== ABOUT THIS EXERCISE ==
Transcribe the records below exactly as they appear, omitting any pictures.

BEGIN RECORDS FOR THE TASK

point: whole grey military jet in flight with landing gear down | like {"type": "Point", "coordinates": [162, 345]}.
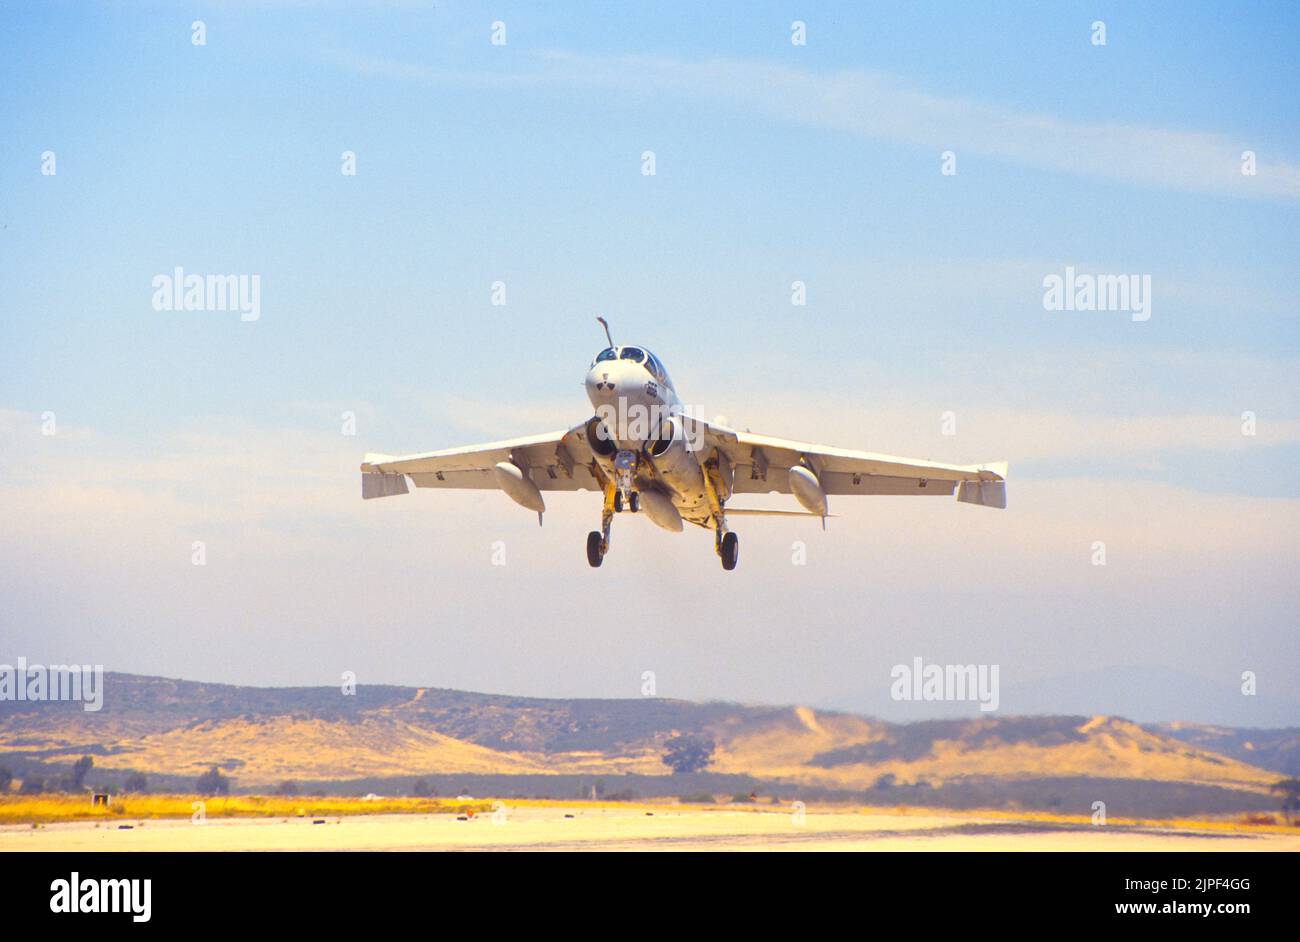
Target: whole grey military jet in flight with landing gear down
{"type": "Point", "coordinates": [644, 454]}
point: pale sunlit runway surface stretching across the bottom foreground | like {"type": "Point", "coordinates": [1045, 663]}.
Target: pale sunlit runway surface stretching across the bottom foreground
{"type": "Point", "coordinates": [645, 830]}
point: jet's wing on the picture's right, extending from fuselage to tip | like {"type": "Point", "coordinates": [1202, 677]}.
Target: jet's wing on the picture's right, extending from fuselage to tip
{"type": "Point", "coordinates": [762, 466]}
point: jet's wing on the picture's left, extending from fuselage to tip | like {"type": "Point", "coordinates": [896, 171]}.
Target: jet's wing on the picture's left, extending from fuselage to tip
{"type": "Point", "coordinates": [554, 462]}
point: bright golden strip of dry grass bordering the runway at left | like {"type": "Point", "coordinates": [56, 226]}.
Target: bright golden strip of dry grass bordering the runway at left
{"type": "Point", "coordinates": [46, 809]}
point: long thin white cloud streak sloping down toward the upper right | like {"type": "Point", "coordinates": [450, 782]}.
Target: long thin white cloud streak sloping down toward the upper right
{"type": "Point", "coordinates": [882, 107]}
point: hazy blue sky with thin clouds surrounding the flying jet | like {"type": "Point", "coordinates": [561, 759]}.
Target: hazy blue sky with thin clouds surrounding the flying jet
{"type": "Point", "coordinates": [774, 163]}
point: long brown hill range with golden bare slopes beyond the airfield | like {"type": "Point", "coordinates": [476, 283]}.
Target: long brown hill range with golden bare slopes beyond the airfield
{"type": "Point", "coordinates": [263, 736]}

END RECORDS FOR THE TASK

== SOLUTION BELOW ==
point: whole grey military jet in flight with landing gear down | like {"type": "Point", "coordinates": [162, 345]}.
Target: whole grey military jet in flight with landing gear down
{"type": "Point", "coordinates": [644, 454]}
point: pale sunlit runway surface stretching across the bottom foreground | like {"type": "Point", "coordinates": [1045, 663]}.
Target: pale sunlit runway surface stretching across the bottom foreground
{"type": "Point", "coordinates": [645, 830]}
point: jet's wing on the picture's right, extending from fuselage to tip | like {"type": "Point", "coordinates": [1202, 677]}.
Target: jet's wing on the picture's right, extending from fuselage to tip
{"type": "Point", "coordinates": [762, 466]}
point: jet's wing on the picture's left, extending from fuselage to tip | like {"type": "Point", "coordinates": [896, 171]}.
Target: jet's wing on the picture's left, extending from fuselage to tip
{"type": "Point", "coordinates": [554, 462]}
point: bright golden strip of dry grass bordering the runway at left | like {"type": "Point", "coordinates": [56, 226]}.
Target: bright golden strip of dry grass bordering the runway at left
{"type": "Point", "coordinates": [46, 809]}
point: long thin white cloud streak sloping down toward the upper right | like {"type": "Point", "coordinates": [450, 782]}.
Target: long thin white cloud streak sloping down toward the upper right
{"type": "Point", "coordinates": [882, 107]}
point: hazy blue sky with thin clouds surrounding the flying jet | like {"type": "Point", "coordinates": [561, 759]}.
Target: hazy blue sky with thin clouds surrounding the flying jet
{"type": "Point", "coordinates": [774, 163]}
point: long brown hill range with golden bare slopes beyond the airfield | like {"type": "Point", "coordinates": [476, 283]}.
Target: long brown hill range with golden bare slopes beyond the airfield
{"type": "Point", "coordinates": [263, 736]}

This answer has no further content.